[Coordinate labeling data]
#####

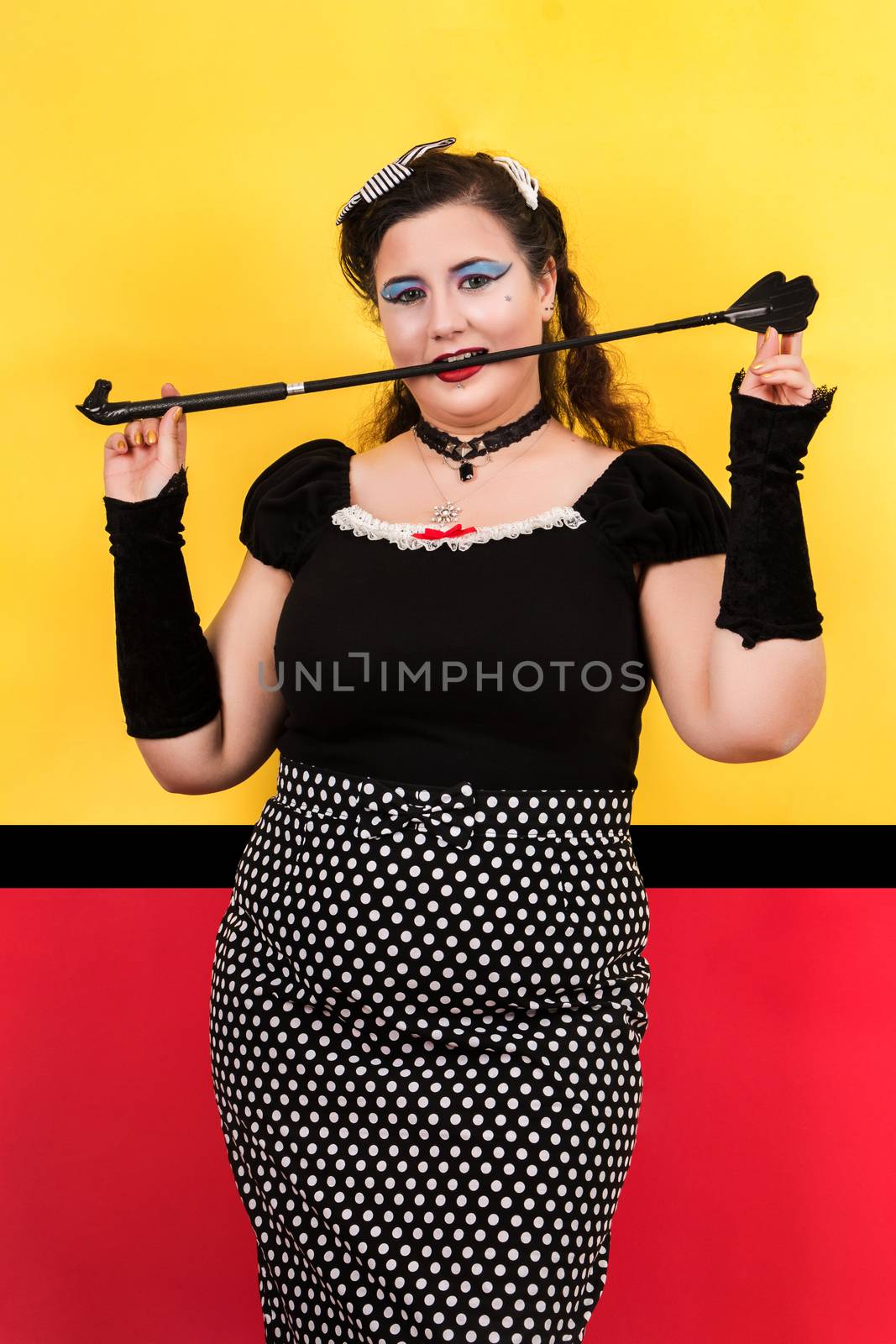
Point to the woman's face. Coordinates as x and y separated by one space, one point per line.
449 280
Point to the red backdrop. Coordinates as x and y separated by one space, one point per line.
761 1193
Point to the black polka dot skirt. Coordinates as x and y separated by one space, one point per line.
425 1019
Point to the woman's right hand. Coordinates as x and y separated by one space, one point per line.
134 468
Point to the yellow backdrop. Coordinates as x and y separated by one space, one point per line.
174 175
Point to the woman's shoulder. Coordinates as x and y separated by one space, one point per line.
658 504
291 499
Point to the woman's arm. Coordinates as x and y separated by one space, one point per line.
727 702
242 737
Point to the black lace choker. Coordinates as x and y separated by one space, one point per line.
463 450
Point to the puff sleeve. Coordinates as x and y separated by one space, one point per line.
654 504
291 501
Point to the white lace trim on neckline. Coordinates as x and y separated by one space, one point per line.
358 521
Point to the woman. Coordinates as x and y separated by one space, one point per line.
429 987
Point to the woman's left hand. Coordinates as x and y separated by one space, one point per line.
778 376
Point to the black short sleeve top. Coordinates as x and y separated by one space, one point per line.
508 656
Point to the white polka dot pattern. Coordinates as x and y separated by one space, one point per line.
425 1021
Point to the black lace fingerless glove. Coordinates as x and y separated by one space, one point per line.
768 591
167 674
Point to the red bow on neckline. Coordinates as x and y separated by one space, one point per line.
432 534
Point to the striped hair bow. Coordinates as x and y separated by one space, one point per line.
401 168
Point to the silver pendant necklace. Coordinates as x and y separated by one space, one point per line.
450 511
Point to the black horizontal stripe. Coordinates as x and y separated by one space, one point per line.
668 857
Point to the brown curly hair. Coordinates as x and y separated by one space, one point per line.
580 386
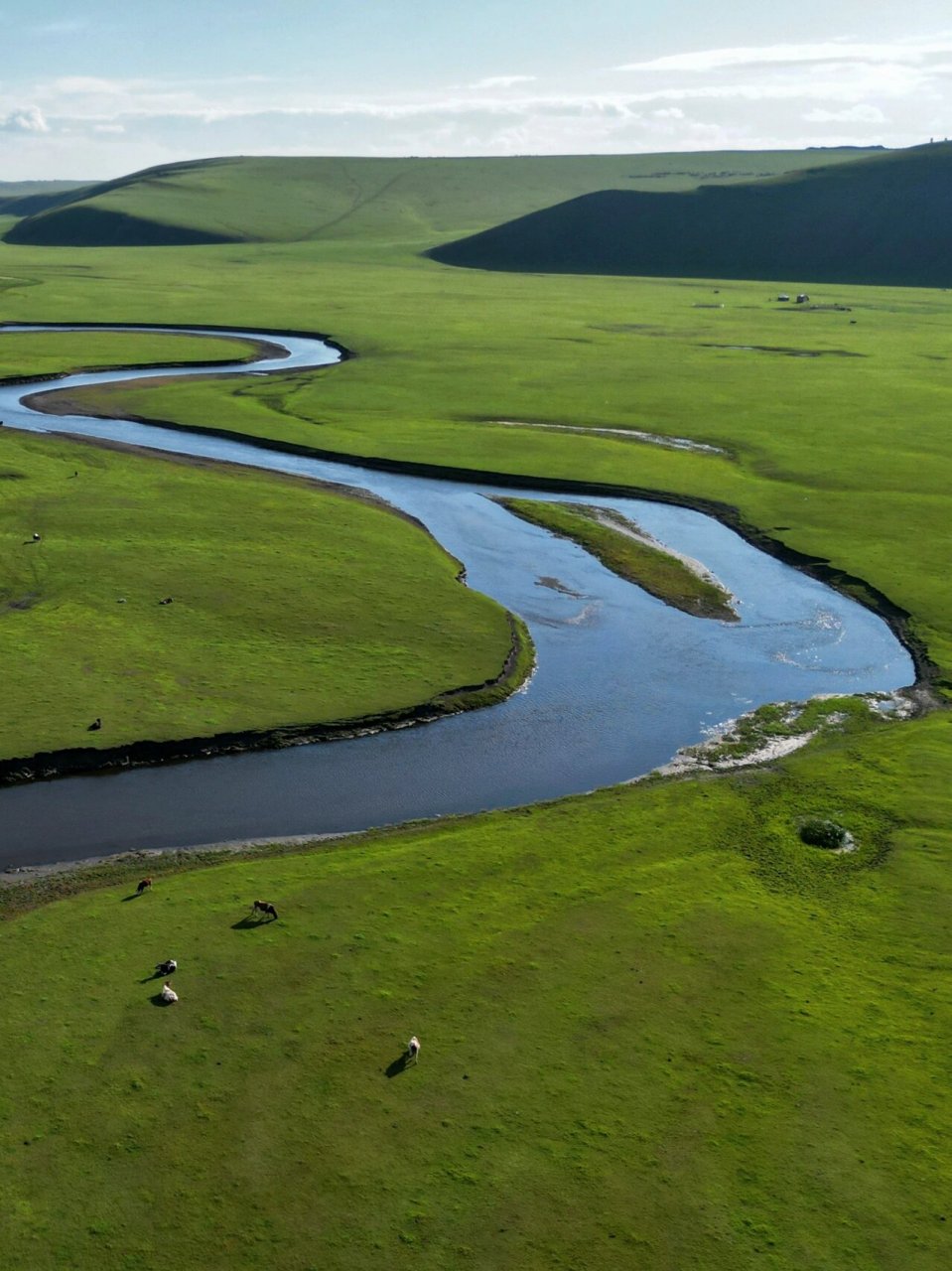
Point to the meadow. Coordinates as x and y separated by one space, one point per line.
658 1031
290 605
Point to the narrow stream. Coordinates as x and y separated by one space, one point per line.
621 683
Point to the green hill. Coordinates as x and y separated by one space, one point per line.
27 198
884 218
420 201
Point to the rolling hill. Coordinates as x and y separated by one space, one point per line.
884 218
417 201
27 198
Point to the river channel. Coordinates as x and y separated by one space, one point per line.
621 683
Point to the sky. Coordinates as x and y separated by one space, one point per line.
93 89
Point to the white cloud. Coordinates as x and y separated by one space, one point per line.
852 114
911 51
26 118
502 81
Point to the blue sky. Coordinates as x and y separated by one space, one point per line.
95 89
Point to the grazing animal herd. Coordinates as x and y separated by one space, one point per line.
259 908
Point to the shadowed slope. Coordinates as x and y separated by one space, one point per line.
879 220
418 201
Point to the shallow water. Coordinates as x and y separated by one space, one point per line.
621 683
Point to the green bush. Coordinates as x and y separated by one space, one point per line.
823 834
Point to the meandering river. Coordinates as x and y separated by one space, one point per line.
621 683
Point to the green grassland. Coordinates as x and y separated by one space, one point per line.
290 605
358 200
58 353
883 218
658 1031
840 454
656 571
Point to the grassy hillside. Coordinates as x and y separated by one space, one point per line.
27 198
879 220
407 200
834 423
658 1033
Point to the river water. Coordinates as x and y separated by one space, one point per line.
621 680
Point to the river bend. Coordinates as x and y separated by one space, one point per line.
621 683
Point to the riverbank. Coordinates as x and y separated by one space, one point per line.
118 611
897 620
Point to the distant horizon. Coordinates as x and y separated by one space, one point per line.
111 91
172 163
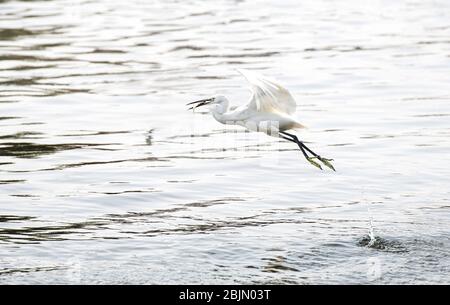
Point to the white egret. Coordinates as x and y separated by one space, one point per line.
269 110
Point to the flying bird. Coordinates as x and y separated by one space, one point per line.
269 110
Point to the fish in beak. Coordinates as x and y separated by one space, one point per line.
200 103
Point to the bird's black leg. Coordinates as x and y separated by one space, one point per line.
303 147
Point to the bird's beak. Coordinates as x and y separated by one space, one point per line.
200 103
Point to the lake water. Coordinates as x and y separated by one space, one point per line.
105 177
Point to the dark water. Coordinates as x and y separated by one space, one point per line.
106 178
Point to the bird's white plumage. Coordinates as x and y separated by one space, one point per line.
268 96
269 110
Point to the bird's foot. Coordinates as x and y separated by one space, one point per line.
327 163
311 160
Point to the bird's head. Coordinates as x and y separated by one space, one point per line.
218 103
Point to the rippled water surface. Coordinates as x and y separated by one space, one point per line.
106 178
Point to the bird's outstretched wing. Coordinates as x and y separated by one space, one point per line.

#####

TASK TO COMPLETE
Transcribe the listing in full and omit the pictures.

FINISHED EXERCISE
Point to the woman's face. Coordinates as x and y separated by one space, one point per line.
449 280
Point to the red backdrop. Coordinates as x and y separated by one space, one point per line.
761 1193
Point to the black polka dot skirt. Coordinates as x and y separated by one space, one point per line.
425 1019
Point to the woman's right hand. Coordinates as x and y separated by one space, one point per line.
134 468
Point to the yellow backdrop. Coordinates as x and y separated by one space, one point per line.
174 175
Point to the woman's shoulder. Coordinates as x and y separated by one space, one point per line.
658 504
291 499
Point to the woman's arm. Coordinates as x and y separated by one space, one point per line.
727 702
242 737
Point to the black lace choker. Coordinates as x and y separated by one space, one point per line.
463 450
Point to the puff sleeve. Coordinates as x and y separated by one space, one point per line.
654 504
291 501
Point to the white lace trim on neckline. Coordinates as x and y separated by one space, one point per line.
358 521
Point to the woman. Coordinates as x and y separated by one space, one point per line.
429 987
Point to the woman's left hand. Coordinates as x and y separated by one space, one point per line.
778 376
Point to the black short sleeve top. Coordinates as x and y separated by one space, one point per line.
508 656
Point to the white polka dot pattern. Coordinates as x and y separated by one space, one point per line.
425 1021
Point to the black lace fingerless glove. Coordinates as x and y separated by one space, one point per line.
768 591
167 674
Point to the red bow on neckline. Coordinates as x and y separated by one space, one point per line.
432 534
Point to the striped hair bow. Coordinates as x and y separated by one space, one point per line.
401 168
Point to the silver pendant necklace. Coordinates as x and y separated by one space, one point per line.
450 511
Point to the black horizontal stripe. Coordinates as x and y separated by one space, one point per line.
668 857
Point to the brown curly hair. Coordinates as x and y separated by one space, one point per line.
580 386
Point to the meadow. Coordinates as x and y separated by one space, one point per line.
658 1031
290 605
Point to the narrow stream. Coordinates as x and y separated by one space, one point per line.
621 683
Point to the green hill. Coordinates as x and y separated by one space, one point per line.
27 198
884 218
420 201
Point to the rolling hill. Coordinates as x and y separated by one space, one point per line.
884 218
417 201
27 198
Point to the river channel. Coordinates as x and y separated by one space, one point per line.
621 683
Point to the sky. Coordinates as x and y separated by one space, one point per line.
93 89
Point to the white cloud. Coordinates as x and y separated by one space, one point per line.
852 114
911 51
26 118
502 81
Point to the blue sky. Coordinates as x and y separated by one space, one point per line.
95 89
Point to the grazing animal herd. Coordinates as x and y separated by one space, one point per line.
259 908
Point to the shadowed slope. Coordinates as x and y separated by one space, one point per line.
879 220
418 201
Point to the shallow water. Coordinates as x and y separated by one space, one point per line.
621 683
Point to the green bush. Coordinates as x and y separated by one space, one point per line.
823 834
Point to the meandering river. Coordinates as x and y separated by one space, one point per line.
621 683
Point to the green grassland. Coordinates as x and y separated by one space, one point per line.
290 605
358 200
58 353
883 218
658 1031
840 454
656 571
Point to the grassy hillside. Coordinates as x and y separated by one space, one point per line.
27 198
879 220
407 200
834 423
658 1033
Point to the river water. Coordinates as x and y separated by one space, one point per line.
621 680
Point to the river bend. Coordinates as x and y separated by one space, one point per line.
621 683
Point to the riverbank. Coordinates as x and y separated by one space, one point per line.
118 611
897 620
Point to the distant horizon. Coordinates as x and y separated by one space, one point per line.
111 91
172 163
Point to the white egret. Coordinates as x and y separated by one space, one point per line.
269 110
Point to the flying bird. Coordinates as x and y separated by one space, one point per line.
269 110
Point to the fish in beak. Coordinates as x and y separated by one space, one point per line.
200 103
Point to the bird's black leg. Coordinates as x and y separated by one space, one point per line.
303 147
Point to the bird's beak. Coordinates as x and y separated by one space, one point per line.
200 103
Point to the lake water. Coordinates as x and y separated by one space, one point per line.
105 177
Point to the dark water. Coordinates as x and y separated by one space, one point per line.
106 178
Point to the bird's white plumage. Coordinates as x and y separated by one space, one point per line.
268 96
269 110
Point to the bird's foot. Coordinates as x and y separated by one space, one point per line.
327 163
311 160
Point to the bird's head. Coordinates as x and y separated by one space, one point per line.
218 103
Point to the rippled water surface. Coordinates as x and y separated by one space, one point per line.
106 178
Point to the bird's outstretched wing. Coordinates as x and y separated by one space, one point per line.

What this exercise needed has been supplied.